Written exercise → Rewrite the rows below, replacing "integer-valued" with "whole-number" everywhere it occurs and leaving all other text unchanged.

=== Input data ===

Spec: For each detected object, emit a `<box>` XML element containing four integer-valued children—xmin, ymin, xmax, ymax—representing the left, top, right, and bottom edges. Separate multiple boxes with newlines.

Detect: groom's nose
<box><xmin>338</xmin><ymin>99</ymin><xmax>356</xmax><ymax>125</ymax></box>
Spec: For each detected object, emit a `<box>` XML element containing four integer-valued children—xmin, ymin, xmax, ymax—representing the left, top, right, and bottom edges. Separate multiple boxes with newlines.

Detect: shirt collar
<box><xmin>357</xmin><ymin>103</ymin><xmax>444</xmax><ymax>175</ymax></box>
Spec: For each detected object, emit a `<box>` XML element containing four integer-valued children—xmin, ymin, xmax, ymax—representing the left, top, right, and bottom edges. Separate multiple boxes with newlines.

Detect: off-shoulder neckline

===

Correct result →
Spec: For each detected object, emit a `<box>` XML element containing four whole-number children—xmin, ymin, xmax, ymax—representing the left, top, right, and bottom edges. Separate multiple boxes with newlines.

Detect: groom's nose
<box><xmin>338</xmin><ymin>99</ymin><xmax>356</xmax><ymax>125</ymax></box>
Spec: For each detected object, emit a `<box>` XML element containing four whole-number children—xmin, ymin, xmax, ymax—representing the left, top, right, and bottom edges. Separate multiple boxes with newlines.

Detect: shirt collar
<box><xmin>357</xmin><ymin>103</ymin><xmax>444</xmax><ymax>175</ymax></box>
Spec: For each detected object, emit a `<box>` XML element containing four whole-number children—xmin, ymin, xmax, ymax—representing the left, top, right, and bottom edges. Separate multiple boxes with newlines.

Detect: off-shoulder neckline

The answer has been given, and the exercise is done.